### EXERCISE DIRECTIONS:
Could you retype all of the entries below word for word?

### EXCERPTED RECORDS:
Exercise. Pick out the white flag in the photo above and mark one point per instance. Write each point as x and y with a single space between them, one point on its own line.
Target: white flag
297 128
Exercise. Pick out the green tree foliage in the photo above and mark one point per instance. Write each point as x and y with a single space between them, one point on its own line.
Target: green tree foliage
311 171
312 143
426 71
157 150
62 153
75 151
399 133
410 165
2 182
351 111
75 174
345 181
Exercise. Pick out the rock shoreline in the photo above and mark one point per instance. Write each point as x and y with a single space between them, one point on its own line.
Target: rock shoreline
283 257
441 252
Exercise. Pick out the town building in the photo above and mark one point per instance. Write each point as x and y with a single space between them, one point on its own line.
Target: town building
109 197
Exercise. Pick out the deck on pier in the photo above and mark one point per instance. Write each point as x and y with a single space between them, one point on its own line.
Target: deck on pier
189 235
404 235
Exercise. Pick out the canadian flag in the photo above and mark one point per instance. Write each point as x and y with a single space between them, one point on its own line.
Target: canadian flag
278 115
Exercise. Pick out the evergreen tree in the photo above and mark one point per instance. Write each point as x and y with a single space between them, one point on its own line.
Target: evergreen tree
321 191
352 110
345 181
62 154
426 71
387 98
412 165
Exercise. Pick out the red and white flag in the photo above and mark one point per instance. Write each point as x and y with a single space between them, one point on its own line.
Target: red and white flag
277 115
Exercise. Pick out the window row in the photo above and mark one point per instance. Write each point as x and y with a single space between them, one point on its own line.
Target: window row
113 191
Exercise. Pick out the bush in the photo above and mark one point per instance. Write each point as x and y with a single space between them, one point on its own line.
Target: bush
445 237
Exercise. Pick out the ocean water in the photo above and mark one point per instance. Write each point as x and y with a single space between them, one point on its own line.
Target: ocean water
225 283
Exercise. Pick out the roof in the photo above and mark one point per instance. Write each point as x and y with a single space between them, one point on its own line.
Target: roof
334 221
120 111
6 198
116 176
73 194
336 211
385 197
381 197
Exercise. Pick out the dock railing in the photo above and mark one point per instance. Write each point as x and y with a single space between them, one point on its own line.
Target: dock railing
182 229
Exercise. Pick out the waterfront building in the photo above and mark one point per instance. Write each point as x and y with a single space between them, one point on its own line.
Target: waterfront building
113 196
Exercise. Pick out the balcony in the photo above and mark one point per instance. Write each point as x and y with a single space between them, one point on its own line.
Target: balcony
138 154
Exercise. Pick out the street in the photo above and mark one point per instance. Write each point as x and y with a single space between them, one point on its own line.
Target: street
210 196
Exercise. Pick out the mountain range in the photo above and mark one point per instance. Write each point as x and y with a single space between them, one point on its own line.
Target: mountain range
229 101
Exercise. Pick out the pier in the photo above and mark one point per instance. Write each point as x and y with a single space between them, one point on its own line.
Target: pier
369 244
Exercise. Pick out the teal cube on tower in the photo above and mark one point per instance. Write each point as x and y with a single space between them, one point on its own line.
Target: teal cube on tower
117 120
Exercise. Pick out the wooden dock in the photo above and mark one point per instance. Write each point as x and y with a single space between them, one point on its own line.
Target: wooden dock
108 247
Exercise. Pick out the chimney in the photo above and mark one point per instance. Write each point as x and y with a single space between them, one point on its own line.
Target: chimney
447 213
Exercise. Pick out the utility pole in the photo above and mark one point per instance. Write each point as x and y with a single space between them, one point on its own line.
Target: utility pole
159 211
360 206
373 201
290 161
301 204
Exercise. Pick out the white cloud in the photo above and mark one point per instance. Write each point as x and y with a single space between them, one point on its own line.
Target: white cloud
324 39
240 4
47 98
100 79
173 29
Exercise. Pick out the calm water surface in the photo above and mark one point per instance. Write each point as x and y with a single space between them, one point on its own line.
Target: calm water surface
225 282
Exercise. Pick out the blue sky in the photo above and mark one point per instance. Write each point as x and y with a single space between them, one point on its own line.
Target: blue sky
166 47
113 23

### ANSWER SECTION:
Exercise. Pick out the white flag in the photo above and mark one point per instance. Write each point as x and y with a single space between them, one point on its own line.
Target: white flag
297 128
Exercise. Pick out the green tree foliage in the photo above and mark one point per instance. Write each point as x and y with a single space between them, one point on its own line.
Target: green tree foliage
311 171
312 143
426 71
157 150
62 153
75 151
399 133
410 165
2 182
351 111
75 174
345 181
Exercise. Pick out the rock shoreline in the photo above and mark one point per instance. Write each point as x and y with a single space between them, one point on its own line.
Target: rock shoreline
283 257
441 252
Exercise. Pick out the town building in the photo above and mark one point per instance. Write each point as x and y with a single space between them, one point on its own line.
Target: town building
109 197
Exercise. Pick out the deck on pier in the photo above and mark one point per instance. Write each point as x and y with a single space between them, one point on its own line.
Target: deck on pier
189 235
404 235
Exercise. Pick out the canadian flag in the photo above and mark one point per instance. Write each point as x and y with a single space between them, one point on its own line.
Target: canadian flag
278 115
Exercise. Pick out the evergreen tree in the photo above and mark one point per instance. Write each point as x and y with a single space between them, one point on its own line.
Target: evergreen tree
321 191
352 110
345 181
62 154
426 71
387 98
412 165
Exercise. Pick out the red and white flag in the photo above and mark one point per instance. Write each point as x and y with a single space between them, one point on its own line.
Target: red and white flag
277 115
Exercise. Pick out the window row in the photo above and mark one point per instance. Write each point as x and y with a single space between them, one point on its own line.
Target: window row
113 191
Exercise. Pick out the bush in the photo above and mark one point per instance. Write each point as x and y with a single space between them, one point on its own line.
Target: bush
445 237
Exercise. Pick out the ocean water in the photo above and mark one point per instance. Write each point as x and y with a single space between them, one point on its own line.
Target: ocean water
225 283
Exercise. Pick out the roof in the photo above and mark one point per instance. Write each point as x and y with a single space between them, one point on its own line.
Target: roof
334 221
120 111
6 198
116 176
73 194
336 211
385 197
381 197
Exercise. Pick out the dock railing in the photo above and mark one point per instance. Write each point as x and y with a single space between them, one point on its own line.
Target: dock railing
182 229
Exercise. Pick out the waterfront building in the photo above and mark one point per instance. Write each point as x and y with a single space between them, one point on its own line.
Target: waterfront building
113 196
Exercise. Pick out the balcony in the photo above and mark one point per instance. Write each point as x and y with a single space between them, one point on its own line.
Target: balcony
138 154
Exercise. Pick out the street in the photo above and mark one point per instance. Write each point as x and y with a single space between them, one point on its own line.
Target: street
210 196
Exercise. Pick out the mountain range in the photo above and mark one point per instance. Write each point as x and y with a single space between them, one point on its own line.
Target: mountain range
229 101
Exercise. Pick out the pier in the photo above and mark one point per instance. Write each point as x and y with a single space between them, one point on its own line.
Target: pier
369 244
Exercise. Pick out the teal cube on tower in the photo above and mark one point per instance. Write each point as x and y with a single space between them, one point on its own line.
Target: teal cube on tower
117 120
Exercise. Pick out the wooden dock in the photo above and mark one point per instance. Write each point as x and y with a single space between them, one point on its own line.
Target: wooden dock
108 247
Exercise. Pick out the chimney in the photo above and mark one point per instance. Write each point as x and y with a single space between them, one point on its own line.
Target: chimney
447 213
Exercise. Pick out the utility pole in the photo above and mark one point per instance. Write each point as x and y with a single space between them, one point on its own line.
Target: utility pole
159 211
360 206
373 201
290 161
301 204
Exercise. Pick out the white cloud in the photo above and mark one point per instance. Write each point as x and y with a single space between them, one point on its own line.
Target: white cloud
324 39
240 4
47 98
100 79
173 29
Exercise. Pick out the calm water surface in the photo above and mark one point per instance. Write each point as x and y with a single space between them, one point on its own line.
Target: calm water surface
225 282
Exercise. Pick out the blue sky in the photo above and mark one point per instance. Write each point as x and y with a single space between them, one point on its own line.
Target: blue sky
166 47
113 23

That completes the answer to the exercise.